TASK DIRECTIONS. Nothing but the lines from the one containing "car roof rack" to the end of the data should be returned, each exactly as written.

Raw records.
* * * *

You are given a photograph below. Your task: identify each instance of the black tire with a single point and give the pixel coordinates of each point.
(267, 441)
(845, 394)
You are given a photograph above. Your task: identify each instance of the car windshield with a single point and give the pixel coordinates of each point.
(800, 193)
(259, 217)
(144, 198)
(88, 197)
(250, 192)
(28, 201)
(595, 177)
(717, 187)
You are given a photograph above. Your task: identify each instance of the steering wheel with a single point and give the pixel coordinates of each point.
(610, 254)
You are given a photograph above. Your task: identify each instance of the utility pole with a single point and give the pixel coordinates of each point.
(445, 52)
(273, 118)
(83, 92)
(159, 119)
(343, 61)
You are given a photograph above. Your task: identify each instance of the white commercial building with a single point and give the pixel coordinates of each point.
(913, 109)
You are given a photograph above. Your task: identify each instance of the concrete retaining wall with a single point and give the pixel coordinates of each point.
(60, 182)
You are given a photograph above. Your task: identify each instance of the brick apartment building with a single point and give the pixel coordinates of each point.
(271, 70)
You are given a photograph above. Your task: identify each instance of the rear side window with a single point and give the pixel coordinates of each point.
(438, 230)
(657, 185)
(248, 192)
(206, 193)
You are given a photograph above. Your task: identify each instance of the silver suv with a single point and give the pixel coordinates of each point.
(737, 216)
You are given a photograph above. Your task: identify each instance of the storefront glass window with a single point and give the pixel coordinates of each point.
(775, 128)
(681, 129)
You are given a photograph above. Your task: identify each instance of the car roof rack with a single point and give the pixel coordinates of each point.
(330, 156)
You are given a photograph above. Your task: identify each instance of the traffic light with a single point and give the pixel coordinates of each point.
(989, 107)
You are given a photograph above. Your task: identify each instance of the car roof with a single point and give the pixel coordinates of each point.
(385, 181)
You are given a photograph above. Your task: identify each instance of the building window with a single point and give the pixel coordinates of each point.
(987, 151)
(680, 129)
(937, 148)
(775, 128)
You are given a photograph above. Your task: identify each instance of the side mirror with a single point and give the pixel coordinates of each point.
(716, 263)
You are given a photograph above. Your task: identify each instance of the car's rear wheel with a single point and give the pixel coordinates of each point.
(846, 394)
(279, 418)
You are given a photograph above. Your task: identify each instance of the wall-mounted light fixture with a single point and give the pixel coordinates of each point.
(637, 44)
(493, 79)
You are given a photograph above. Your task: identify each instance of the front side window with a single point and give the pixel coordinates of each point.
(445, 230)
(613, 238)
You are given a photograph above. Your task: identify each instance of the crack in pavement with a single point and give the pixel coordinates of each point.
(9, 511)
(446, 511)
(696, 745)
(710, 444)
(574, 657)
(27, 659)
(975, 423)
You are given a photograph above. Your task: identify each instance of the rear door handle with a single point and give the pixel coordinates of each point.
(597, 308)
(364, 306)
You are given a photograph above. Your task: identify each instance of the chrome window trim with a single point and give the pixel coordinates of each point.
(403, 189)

* * * *

WORKED SOLUTION.
You are given a photograph above. Your task: identify each instance of the car roof rack with a single point and give the pixel coordinates of each point.
(330, 156)
You are given a photograph above. Your task: identify each instance of the traffic light with a single point and give the pixel coordinates of each point.
(989, 107)
You are given a photograph above. Your task: identify each instance of the car roof with a single point and give the pixel coordinates of each point.
(385, 181)
You are given a photograph above. Your task: identify each instance of the building window with a single point and give the pixel coordinates of each point.
(987, 151)
(680, 129)
(937, 148)
(775, 128)
You are given a photograph above. Your task: identify each instance of the side mirror with a single point and give the pixel coordinates of each point.
(716, 263)
You are given a photograph above. Your task: identify each instance of the car's rear wheel with a single point and give the pixel coordinates of each point.
(846, 394)
(279, 418)
You are given a photograph above. Your task: identify each instance of the wall-mounted light fixture with a single point and give the pixel coordinates of each point.
(637, 44)
(493, 79)
You are given a photograph above. Your task: identify each instance of the front side window with a single point and give the pixel coordinates of each point.
(445, 230)
(613, 238)
You are given a photograph above. Your task: identify each instance of the crack in pavement with a single point and give the pixel coordinates of each point.
(9, 511)
(446, 511)
(696, 745)
(710, 444)
(574, 657)
(27, 659)
(975, 423)
You are given a photograph above. Your task: identify each instance of the rear door handle with a single point and give the pixel coordinates of each point.
(597, 308)
(364, 306)
You are given a photograph above. Your task: identify each instance of the chrome window trim with a single point and give the pixel coordinates of each point.
(403, 189)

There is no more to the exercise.